[Stored data]
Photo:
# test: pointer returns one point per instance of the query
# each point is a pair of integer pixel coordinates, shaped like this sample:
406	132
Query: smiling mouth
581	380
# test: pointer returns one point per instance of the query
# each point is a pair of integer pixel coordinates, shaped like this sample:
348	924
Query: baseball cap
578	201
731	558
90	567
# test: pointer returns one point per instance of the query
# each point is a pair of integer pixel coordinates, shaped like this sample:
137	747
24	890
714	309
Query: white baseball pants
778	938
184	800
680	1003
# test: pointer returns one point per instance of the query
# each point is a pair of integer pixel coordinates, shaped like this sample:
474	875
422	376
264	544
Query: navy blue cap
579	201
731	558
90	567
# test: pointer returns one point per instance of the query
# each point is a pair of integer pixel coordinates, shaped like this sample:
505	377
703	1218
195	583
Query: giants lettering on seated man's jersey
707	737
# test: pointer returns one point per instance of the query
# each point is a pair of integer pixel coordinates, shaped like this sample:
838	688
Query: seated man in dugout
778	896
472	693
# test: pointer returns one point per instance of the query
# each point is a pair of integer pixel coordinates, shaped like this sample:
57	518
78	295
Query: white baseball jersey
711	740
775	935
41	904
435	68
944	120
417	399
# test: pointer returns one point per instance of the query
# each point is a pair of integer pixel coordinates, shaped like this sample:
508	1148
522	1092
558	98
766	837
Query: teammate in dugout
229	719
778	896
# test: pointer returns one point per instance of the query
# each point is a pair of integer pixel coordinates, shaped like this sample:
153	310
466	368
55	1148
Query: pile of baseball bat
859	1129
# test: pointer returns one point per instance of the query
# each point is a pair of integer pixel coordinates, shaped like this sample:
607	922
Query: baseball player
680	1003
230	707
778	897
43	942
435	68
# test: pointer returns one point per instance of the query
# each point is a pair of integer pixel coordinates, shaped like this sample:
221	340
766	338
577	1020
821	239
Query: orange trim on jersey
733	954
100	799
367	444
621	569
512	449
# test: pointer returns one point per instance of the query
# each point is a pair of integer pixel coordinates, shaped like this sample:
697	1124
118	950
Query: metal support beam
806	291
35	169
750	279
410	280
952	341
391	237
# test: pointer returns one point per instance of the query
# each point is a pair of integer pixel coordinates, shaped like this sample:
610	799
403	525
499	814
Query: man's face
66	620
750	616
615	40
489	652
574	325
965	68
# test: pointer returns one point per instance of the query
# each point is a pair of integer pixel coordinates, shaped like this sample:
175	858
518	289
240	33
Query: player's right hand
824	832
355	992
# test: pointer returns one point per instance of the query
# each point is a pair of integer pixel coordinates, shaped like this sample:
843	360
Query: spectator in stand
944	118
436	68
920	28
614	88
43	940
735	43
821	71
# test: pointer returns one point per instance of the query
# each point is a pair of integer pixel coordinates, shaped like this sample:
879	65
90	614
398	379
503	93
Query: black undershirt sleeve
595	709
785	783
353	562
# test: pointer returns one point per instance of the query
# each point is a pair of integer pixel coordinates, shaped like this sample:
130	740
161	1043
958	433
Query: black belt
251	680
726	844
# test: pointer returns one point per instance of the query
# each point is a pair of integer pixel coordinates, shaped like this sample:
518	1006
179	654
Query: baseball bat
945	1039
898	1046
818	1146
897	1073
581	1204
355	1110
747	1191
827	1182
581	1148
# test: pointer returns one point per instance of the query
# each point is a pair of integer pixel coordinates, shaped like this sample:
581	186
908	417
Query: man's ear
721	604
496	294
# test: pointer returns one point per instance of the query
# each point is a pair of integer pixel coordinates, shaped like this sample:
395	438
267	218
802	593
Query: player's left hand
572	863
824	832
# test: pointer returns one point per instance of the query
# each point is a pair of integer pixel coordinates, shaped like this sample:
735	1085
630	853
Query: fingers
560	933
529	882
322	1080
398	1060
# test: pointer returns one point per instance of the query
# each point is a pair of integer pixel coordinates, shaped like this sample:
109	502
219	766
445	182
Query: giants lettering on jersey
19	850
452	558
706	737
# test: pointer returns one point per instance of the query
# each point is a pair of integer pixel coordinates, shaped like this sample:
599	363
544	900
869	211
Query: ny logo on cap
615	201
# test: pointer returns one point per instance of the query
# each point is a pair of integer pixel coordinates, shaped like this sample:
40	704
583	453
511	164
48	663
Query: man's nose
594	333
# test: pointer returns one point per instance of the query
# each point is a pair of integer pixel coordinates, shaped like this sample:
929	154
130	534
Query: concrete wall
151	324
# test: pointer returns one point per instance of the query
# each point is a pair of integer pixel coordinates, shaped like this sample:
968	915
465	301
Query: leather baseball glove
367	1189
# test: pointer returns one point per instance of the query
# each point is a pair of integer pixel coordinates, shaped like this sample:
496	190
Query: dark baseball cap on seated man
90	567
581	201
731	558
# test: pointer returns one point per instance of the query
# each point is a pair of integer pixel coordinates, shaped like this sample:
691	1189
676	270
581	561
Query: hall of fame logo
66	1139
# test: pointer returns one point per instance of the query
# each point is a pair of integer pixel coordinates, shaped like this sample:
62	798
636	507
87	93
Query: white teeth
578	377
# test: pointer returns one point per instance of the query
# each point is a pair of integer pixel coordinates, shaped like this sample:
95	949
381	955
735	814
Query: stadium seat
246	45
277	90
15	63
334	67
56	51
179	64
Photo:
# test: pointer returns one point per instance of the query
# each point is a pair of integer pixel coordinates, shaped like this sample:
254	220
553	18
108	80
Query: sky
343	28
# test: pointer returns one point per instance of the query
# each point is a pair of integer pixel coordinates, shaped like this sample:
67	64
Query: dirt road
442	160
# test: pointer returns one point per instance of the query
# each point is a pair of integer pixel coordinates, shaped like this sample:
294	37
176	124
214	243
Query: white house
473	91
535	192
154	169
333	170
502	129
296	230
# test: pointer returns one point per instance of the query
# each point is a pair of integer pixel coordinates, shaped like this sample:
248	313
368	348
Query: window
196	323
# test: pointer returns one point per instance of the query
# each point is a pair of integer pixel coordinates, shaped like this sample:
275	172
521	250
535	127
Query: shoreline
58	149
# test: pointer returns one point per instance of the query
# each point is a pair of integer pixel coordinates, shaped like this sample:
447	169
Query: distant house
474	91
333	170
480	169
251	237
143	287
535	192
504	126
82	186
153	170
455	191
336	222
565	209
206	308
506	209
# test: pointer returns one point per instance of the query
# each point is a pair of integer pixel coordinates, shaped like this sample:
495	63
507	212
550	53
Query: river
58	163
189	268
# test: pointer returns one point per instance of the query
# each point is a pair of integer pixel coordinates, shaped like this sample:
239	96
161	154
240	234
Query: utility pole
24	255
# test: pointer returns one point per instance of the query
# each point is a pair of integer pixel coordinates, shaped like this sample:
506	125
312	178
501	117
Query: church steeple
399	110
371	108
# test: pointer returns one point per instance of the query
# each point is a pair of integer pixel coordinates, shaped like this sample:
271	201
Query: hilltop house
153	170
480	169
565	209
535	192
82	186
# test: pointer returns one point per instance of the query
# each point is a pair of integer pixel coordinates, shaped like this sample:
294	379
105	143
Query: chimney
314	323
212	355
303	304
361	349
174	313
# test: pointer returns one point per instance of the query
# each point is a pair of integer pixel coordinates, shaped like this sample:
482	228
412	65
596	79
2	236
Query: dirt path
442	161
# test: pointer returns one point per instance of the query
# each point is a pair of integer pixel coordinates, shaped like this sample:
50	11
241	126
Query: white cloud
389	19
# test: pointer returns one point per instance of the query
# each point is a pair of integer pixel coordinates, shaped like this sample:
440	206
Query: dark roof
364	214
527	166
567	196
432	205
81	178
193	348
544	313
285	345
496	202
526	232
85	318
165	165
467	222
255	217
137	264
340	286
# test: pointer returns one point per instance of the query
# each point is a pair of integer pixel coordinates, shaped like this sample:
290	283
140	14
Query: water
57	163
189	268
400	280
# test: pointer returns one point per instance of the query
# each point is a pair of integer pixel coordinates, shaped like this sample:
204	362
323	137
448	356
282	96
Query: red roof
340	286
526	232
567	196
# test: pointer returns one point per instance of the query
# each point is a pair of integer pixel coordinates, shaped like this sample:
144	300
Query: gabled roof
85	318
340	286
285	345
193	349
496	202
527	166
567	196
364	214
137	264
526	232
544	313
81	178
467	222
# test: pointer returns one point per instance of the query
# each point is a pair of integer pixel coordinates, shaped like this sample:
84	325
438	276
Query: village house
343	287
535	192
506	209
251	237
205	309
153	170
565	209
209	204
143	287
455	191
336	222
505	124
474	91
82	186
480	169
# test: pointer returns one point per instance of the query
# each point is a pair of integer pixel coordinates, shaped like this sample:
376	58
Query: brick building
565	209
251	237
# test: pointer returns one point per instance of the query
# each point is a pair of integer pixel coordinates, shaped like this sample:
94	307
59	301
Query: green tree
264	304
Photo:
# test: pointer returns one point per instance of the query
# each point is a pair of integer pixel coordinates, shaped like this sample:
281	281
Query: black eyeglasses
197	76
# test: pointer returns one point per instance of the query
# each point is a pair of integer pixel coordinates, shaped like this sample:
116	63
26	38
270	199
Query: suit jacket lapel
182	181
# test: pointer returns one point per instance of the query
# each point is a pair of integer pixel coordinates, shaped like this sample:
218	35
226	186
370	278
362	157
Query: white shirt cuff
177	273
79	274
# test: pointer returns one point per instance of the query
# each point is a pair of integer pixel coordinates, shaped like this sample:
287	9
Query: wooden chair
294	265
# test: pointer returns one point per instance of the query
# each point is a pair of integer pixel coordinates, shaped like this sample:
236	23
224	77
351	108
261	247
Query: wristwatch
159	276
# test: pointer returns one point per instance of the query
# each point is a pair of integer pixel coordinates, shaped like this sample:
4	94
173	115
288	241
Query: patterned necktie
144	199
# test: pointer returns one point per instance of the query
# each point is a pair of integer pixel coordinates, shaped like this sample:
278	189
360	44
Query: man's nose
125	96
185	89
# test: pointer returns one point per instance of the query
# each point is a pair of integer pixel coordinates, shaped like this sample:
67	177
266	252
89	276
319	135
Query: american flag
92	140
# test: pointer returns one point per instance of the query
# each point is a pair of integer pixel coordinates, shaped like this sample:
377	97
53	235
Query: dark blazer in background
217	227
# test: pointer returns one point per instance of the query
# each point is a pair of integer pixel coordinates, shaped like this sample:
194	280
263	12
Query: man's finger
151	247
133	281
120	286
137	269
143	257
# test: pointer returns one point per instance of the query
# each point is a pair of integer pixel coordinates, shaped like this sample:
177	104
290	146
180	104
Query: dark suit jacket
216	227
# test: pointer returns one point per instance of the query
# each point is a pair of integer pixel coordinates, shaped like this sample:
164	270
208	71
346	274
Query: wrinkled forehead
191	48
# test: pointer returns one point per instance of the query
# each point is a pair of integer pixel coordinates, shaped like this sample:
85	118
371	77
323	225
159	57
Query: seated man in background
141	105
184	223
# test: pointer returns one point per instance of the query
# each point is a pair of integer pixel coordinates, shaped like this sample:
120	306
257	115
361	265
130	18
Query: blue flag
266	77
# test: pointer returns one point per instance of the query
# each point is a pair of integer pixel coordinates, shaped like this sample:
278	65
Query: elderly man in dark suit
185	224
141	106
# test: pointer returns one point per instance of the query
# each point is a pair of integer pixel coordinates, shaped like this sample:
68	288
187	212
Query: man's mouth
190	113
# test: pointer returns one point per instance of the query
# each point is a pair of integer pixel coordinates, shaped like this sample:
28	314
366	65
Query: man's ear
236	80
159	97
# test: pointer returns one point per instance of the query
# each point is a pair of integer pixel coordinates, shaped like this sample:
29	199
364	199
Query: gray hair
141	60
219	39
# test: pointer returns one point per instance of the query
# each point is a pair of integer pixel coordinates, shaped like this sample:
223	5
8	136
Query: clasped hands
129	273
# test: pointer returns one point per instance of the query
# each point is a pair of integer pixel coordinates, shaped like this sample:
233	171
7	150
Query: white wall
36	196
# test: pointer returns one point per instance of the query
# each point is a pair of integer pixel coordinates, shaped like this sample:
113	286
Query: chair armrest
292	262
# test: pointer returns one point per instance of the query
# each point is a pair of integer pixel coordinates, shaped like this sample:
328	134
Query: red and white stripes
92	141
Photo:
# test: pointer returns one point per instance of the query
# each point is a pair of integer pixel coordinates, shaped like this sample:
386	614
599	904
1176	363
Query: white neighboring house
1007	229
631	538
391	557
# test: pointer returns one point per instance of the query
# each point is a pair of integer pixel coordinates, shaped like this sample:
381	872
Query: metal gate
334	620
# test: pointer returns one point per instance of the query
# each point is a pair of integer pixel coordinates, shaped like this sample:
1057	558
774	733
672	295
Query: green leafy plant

■ ACTION ITEM:
Only the last part of the records is wanted. Repeat it exactly, beginning at the line containing "Query: gray hair" and ending at the final line.

■ YOUR SOLUTION:
Query: gray hair
141	60
219	39
# test: pointer returns one point per instance of the query
# each point is a pair of integer pixel coordinates, shaped like this sample:
223	5
8	136
Query: clasped hands
129	273
# test: pointer returns one point per instance of the query
# each point is a pair of integer pixel coordinates, shaped like this sample:
233	171
7	150
Query: white wall
36	196
# test: pointer returns one point per instance of the query
# each point is a pair of integer pixel coordinates, shaped like this sample:
113	286
Query: chair armrest
292	262
# test: pointer returns one point per instance of the query
# each point is a pair of integer pixel coordinates, shaped like this sample:
328	134
Query: red and white stripes
92	141
Photo:
# test: pointer returns one point per instance of the query
# each point is a pair of integer pixel coordinates, shaped like this sample:
386	614
599	904
1176	363
Query: white neighboring house
1007	229
631	538
391	557
# test: pointer returns one point per instance of the query
# each point is a pair of integer pixel coordinates, shaped like this sample:
381	872
Query: metal gate
334	620
# test: pointer returns one point per instance of the query
# each point is a pair of integer pixel coordinates, shaped like this sample:
1057	558
774	733
672	295
Query: green leafy plant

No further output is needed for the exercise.